* **THE DATA**:
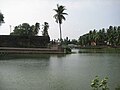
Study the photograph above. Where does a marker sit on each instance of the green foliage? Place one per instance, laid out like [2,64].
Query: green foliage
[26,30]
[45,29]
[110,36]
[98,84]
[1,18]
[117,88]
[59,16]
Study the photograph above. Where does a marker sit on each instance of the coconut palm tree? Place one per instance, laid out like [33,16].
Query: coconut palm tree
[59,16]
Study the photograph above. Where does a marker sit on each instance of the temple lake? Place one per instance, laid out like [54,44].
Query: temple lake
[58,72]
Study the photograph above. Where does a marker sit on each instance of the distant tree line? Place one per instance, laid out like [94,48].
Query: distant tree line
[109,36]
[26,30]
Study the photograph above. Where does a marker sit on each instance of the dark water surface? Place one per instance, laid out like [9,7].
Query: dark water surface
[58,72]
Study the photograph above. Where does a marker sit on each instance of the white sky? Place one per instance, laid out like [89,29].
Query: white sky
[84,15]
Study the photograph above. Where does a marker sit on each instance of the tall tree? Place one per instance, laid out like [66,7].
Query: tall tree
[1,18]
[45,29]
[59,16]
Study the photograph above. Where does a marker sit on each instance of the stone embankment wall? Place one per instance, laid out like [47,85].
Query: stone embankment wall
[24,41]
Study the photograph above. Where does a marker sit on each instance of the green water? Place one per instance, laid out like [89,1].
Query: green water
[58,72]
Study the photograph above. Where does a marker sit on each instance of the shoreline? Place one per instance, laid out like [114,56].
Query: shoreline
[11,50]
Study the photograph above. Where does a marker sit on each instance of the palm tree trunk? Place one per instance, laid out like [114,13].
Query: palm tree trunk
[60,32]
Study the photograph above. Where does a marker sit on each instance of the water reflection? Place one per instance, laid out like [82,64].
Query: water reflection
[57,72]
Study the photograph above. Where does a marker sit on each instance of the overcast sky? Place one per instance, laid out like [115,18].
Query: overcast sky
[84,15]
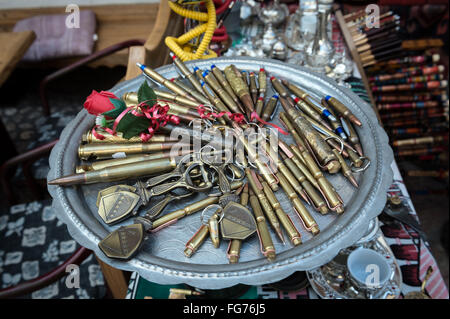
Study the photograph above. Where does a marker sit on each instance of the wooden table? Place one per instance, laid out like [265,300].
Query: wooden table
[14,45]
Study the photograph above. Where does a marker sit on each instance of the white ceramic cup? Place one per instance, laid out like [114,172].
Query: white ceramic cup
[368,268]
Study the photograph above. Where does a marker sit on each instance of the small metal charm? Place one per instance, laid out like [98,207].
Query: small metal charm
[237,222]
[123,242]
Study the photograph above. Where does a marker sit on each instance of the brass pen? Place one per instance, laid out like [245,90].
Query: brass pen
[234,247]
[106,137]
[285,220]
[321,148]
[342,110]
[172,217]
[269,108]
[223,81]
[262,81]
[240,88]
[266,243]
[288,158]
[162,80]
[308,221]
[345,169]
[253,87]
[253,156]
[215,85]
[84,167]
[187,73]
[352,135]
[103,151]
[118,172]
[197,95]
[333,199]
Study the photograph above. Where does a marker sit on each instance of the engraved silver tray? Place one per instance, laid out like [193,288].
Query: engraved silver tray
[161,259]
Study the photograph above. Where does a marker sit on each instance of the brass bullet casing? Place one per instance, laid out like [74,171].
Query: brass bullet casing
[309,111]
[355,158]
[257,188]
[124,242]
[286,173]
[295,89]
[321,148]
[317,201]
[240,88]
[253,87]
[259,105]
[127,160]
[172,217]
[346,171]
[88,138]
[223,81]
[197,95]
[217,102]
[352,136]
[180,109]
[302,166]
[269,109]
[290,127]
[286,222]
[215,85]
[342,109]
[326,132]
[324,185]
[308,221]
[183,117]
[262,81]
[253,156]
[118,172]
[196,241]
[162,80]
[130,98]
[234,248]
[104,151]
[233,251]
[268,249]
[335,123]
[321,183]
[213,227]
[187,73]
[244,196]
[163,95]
* * *
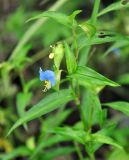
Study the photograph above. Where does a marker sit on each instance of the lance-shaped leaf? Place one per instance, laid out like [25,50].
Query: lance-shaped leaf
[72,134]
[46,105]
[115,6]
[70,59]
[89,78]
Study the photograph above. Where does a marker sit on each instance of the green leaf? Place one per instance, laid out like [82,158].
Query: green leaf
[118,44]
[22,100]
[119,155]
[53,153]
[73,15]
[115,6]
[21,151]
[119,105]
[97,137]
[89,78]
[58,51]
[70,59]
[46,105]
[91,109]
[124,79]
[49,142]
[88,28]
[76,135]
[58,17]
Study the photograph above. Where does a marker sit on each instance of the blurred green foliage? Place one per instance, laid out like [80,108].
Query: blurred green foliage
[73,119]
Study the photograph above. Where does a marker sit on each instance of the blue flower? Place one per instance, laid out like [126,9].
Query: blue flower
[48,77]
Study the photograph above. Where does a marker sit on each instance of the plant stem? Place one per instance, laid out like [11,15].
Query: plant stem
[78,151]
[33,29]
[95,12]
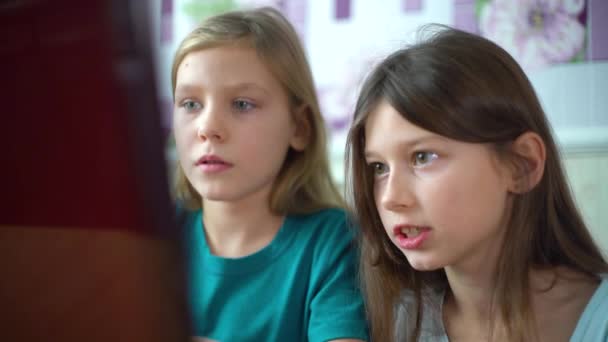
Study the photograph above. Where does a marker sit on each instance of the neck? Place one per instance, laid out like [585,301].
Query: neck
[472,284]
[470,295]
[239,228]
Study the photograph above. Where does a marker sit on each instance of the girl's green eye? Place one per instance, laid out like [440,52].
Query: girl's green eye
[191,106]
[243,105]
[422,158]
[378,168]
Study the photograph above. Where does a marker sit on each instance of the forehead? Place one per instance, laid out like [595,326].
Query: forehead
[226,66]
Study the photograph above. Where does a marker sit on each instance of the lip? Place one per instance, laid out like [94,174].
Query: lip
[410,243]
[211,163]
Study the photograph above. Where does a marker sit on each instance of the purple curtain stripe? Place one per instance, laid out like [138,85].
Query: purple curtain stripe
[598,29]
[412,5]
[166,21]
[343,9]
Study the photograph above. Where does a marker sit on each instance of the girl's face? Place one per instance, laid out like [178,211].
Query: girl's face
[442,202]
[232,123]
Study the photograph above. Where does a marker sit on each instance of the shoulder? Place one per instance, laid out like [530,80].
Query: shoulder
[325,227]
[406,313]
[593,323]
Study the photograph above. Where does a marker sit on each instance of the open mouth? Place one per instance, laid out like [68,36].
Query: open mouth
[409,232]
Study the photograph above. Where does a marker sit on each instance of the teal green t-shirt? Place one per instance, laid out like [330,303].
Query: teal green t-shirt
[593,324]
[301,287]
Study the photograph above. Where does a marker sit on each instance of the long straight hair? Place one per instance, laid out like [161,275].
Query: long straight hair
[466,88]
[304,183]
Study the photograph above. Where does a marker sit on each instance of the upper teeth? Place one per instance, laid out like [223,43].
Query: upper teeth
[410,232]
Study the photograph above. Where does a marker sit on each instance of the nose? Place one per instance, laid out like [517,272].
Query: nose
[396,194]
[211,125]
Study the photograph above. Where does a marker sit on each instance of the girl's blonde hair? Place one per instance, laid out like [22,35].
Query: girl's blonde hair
---
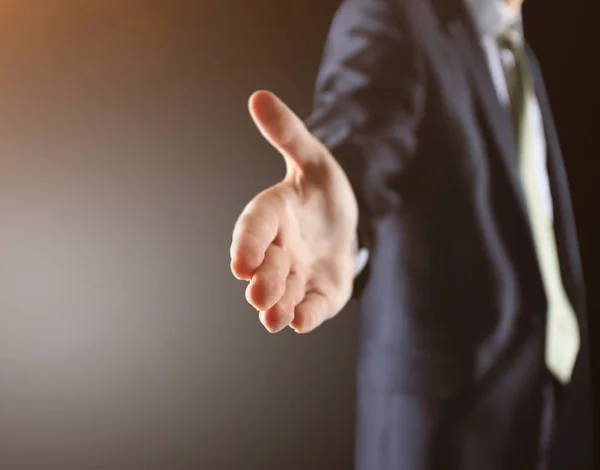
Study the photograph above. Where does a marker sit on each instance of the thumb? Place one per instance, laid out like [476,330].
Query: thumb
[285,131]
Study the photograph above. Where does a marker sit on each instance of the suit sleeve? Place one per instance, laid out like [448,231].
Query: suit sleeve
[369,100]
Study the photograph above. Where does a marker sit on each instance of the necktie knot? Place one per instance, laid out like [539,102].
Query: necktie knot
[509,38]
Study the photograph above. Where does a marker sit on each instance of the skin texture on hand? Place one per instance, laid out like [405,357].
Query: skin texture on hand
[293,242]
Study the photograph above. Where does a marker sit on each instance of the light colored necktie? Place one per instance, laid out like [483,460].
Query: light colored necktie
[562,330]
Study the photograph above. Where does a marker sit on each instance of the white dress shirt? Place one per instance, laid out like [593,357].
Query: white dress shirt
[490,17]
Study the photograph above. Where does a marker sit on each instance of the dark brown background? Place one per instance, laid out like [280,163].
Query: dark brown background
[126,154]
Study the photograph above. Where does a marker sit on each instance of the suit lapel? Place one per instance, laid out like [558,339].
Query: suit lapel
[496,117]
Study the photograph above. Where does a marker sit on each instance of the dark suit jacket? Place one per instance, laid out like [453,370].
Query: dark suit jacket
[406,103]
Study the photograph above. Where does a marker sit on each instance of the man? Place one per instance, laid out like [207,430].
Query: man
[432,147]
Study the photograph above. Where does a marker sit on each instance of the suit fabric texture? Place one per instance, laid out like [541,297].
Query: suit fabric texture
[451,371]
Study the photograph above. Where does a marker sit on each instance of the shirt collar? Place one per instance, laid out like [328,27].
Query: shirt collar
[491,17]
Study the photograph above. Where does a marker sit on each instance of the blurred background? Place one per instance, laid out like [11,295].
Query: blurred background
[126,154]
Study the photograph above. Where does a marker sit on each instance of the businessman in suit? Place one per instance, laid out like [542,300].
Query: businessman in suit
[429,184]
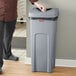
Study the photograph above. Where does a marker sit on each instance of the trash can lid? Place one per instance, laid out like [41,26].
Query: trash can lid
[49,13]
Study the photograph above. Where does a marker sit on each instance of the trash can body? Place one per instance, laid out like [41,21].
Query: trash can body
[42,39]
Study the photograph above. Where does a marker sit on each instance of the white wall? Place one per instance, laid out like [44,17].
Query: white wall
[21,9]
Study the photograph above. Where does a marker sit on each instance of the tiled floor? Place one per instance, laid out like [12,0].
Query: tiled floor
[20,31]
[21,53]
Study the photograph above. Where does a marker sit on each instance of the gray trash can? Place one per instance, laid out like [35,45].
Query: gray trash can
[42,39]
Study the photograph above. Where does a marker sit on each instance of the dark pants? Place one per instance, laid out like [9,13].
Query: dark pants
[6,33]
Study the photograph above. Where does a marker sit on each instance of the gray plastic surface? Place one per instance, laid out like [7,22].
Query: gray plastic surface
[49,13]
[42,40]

* **EXERCISE**: Return every line from the records above that holds the word "blonde".

* **WORKED SOLUTION**:
Study the photograph above. Where does a marker sit on each instance of the girl's blonde hair? Place one per instance, laid out like [22,35].
Query: girl's blonde hair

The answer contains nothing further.